▶ TO-DO LIST
**A.** Transcribe the passage of the MMSP page between "Description" and "other time-critical presentations.", inclusive.
**B.** Answer these questions from the MMSP page:
(i) In which release was MMSP introduced?
(ii) MMSP is a key protocol within which framework?
(iii) At which layer does the protocol operate?

▶ TEXT SEGMENT
MMSP

Multimodal Synchronization Protocol

Protocol
Introduced in Rel-2
MMSP is a protocol defined by 3GPP for synchronizing multiple media components (like audio, video, and text) in a multimedia presentation or service. It ensures that different media streams are presented to the user in a coordinated, time-aligned manner. This is essential for delivering a coherent and immersive user experience in applications like synchronized slide shows with audio narration.

Description

The Multimodal Synchronization Protocol (MMSP) is a key protocol within the 3GPP Multimedia Broadcast/Multicast Service (MBMS) framework, specifically designed to handle the temporal alignment of multiple, independent media streams that constitute a single multimedia session. Unlike a single container format, MMSP treats each media component (e.g., an audio track, a video track, a timed text stream, or an image sequence) as a separate entity that is delivered, often via broadcast or multicast, and must be precisely synchronized at the receiver. The protocol operates at the application layer, working in conjunction with lower-layer transport protocols to achieve lip-sync, slide synchronization, and other time-critical presentations.

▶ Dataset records
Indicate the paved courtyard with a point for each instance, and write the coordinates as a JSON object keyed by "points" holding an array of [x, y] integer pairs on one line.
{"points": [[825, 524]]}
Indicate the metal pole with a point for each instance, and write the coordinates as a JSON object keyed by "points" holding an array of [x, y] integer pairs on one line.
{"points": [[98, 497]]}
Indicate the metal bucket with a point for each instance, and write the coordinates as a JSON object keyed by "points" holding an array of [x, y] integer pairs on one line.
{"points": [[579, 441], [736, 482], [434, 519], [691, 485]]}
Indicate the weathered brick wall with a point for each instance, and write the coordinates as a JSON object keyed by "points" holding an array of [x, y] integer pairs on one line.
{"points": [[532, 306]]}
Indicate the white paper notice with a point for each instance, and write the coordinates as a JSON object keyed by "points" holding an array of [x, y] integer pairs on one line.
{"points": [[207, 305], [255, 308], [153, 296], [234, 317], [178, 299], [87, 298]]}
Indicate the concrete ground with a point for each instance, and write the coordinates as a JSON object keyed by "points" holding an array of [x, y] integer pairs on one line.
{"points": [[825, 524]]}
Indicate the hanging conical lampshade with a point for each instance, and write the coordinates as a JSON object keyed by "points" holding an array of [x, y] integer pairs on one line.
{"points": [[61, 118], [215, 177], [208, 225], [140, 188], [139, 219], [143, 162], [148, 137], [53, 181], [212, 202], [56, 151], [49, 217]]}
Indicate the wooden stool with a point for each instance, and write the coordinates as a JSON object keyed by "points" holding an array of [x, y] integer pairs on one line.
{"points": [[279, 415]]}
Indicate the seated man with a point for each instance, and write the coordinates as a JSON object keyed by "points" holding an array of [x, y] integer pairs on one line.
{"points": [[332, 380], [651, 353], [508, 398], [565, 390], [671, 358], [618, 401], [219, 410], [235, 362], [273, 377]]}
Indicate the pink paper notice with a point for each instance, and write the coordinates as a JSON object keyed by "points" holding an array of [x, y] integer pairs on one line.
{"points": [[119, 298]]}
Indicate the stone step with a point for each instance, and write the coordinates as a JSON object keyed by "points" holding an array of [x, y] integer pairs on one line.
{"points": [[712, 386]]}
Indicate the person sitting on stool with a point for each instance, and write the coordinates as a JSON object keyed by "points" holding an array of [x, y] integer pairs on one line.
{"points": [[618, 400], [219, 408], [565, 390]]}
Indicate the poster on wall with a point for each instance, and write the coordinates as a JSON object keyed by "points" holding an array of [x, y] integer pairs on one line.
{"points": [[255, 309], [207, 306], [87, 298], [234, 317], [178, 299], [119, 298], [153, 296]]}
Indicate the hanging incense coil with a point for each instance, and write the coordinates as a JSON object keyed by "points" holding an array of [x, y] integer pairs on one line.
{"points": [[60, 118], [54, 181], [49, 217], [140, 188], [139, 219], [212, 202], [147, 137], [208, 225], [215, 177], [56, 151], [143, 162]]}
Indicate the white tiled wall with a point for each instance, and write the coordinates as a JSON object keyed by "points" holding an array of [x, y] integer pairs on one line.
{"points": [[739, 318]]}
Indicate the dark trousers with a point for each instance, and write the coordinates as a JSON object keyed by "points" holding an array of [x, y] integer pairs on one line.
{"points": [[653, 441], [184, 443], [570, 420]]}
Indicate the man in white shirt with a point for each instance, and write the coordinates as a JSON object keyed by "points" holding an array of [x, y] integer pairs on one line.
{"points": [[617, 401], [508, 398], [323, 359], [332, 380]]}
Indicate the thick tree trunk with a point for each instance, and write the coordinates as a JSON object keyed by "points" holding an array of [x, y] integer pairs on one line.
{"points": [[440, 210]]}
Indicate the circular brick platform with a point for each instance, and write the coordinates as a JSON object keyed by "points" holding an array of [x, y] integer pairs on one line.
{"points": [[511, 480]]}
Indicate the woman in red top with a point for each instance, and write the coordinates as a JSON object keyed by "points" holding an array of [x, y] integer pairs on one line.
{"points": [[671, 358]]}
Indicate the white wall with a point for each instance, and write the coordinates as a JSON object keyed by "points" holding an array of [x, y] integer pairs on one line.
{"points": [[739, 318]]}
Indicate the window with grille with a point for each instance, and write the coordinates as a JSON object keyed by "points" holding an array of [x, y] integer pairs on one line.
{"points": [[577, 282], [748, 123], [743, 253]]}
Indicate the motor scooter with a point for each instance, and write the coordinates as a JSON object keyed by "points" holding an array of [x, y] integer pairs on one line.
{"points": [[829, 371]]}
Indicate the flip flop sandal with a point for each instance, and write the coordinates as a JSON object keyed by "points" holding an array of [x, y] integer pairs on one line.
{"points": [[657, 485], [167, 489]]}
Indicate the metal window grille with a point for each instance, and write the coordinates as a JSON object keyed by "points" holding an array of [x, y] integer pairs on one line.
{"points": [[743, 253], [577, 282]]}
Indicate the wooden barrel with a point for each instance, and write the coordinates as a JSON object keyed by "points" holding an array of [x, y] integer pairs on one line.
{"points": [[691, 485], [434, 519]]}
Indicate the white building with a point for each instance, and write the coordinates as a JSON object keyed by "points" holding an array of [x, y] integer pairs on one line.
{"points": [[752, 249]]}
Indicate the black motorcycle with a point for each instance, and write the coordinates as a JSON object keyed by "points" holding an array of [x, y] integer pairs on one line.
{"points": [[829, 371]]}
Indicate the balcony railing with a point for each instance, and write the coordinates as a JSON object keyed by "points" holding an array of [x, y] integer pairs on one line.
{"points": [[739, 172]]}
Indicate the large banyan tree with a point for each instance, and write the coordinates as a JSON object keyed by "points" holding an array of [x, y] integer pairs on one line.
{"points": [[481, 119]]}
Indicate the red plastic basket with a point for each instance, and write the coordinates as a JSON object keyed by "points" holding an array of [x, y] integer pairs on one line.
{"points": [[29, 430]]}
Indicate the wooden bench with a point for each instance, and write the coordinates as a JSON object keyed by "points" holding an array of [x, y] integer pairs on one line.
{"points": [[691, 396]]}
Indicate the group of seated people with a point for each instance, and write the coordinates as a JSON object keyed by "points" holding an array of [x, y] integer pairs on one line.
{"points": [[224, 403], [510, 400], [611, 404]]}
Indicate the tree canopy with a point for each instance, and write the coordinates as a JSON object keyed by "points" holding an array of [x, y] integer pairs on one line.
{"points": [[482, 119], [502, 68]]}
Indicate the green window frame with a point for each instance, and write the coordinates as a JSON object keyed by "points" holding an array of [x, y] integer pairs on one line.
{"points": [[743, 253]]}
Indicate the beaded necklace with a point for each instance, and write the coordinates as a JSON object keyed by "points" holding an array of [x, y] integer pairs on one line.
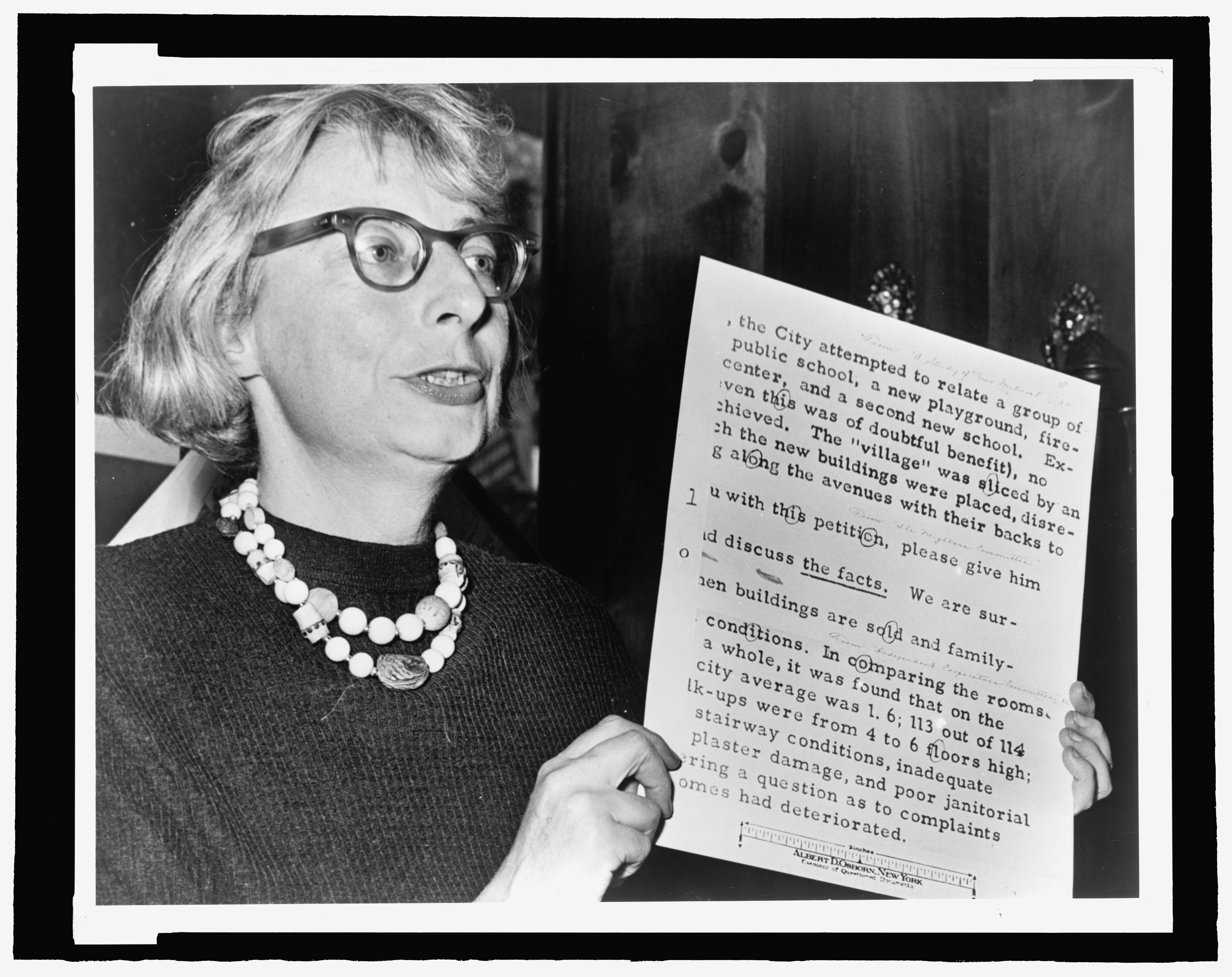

▶ ANSWERS BELOW
**A.**
Description

The Multimodal Synchronization Protocol (MMSP) is a key protocol within the 3GPP Multimedia Broadcast/Multicast Service (MBMS) framework, specifically designed to handle the temporal alignment of multiple, independent media streams that constitute a single multimedia session. Unlike a single container format, MMSP treats each media component (e.g., an audio track, a video track, a timed text stream, or an image sequence) as a separate entity that is delivered, often via broadcast or multicast, and must be precisely synchronized at the receiver. The protocol operates at the application layer, working in conjunction with lower-layer transport protocols to achieve lip-sync, slide synchronization, and other time-critical presentations.

**B.**
(i) Rel-2
(ii) The 3GPP Multimedia Broadcast/Multicast Service (MBMS) framework
(iii) The application layer